◆ Required work:
A word-for-word restatement of the full listing is required.

* * *

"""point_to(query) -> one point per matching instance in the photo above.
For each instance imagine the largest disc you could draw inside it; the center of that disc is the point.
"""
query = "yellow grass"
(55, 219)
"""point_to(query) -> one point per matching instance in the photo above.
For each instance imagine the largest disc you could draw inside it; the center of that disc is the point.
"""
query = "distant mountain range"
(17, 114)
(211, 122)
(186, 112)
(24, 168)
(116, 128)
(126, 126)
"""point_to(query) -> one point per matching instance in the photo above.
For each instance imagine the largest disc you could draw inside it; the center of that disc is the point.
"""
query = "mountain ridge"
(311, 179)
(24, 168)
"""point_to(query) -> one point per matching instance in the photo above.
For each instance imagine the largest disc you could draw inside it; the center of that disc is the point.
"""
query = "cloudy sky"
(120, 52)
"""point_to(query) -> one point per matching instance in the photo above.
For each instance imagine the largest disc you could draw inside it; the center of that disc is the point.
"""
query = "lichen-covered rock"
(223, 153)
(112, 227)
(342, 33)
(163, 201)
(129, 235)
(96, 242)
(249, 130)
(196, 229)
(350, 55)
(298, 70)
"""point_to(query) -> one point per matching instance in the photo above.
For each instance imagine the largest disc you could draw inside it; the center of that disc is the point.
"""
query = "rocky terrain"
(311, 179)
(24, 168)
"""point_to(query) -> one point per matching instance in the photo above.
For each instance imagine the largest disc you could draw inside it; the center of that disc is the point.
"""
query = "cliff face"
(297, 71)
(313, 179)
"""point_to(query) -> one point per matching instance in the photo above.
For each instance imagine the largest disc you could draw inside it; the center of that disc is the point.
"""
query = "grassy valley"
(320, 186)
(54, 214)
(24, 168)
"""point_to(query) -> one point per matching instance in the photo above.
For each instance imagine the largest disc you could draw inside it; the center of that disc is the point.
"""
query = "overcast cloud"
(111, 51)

* * *

◆ Exercise response:
"""point_to(query) -> one point per matching instance in the photo above.
For each instance imagine the largest disc you could draw inside it; the center of that disc is the point.
"""
query = "yellow grass"
(55, 219)
"""point_to(query) -> one point per matching instance in the photo above.
For each instance imagine the largest disc you could draw inside it; the center of that disc is the point.
"""
query = "distant mountain range"
(17, 114)
(211, 122)
(186, 112)
(24, 168)
(116, 128)
(126, 126)
"""point_to(query) -> one point per matching instance in the photo above.
For each instance imagine the largest disc you could draw inside it; the center of that disc is the point.
"""
query = "mountain ridge"
(311, 179)
(24, 168)
"""point_to(query) -> one point per matching instance in the photo above.
For each instance imagine the largest disc you could draw inside it; the center of that disc is the point.
"""
query = "cloudy sky"
(120, 52)
"""point_to(query) -> one point per matching instance in the photo above.
For each instance imagine the largest disc you could draw inside it; the center of that disc is the point.
"""
query = "lichen-covered rock"
(223, 153)
(112, 227)
(342, 33)
(163, 201)
(129, 235)
(96, 242)
(249, 130)
(196, 229)
(350, 55)
(298, 70)
"""point_to(query) -> one point per matching instance in the photo above.
For each instance imagine the largest disc you could draw inside it; the center of that disc is the point.
"""
query = "rocky terrain"
(311, 179)
(24, 168)
"""point_to(query) -> one point per matching instance in the photo above.
For each instance imagine the largest disc you could draw inside it; the center of that disc is the point.
"""
query = "cliff face"
(297, 71)
(313, 179)
"""point_to(query) -> one point per matching instance in the photo above.
For each instance imagine the largest disc you could draw inside it; the center of that disc is the point.
"""
query = "grassy valley"
(320, 186)
(54, 214)
(24, 168)
"""point_to(query) -> one point per matching instance in the photo above.
For each instance imagine the largest disc you could draw inside it; the center of that disc is the point.
"""
query = "overcast cloud"
(111, 51)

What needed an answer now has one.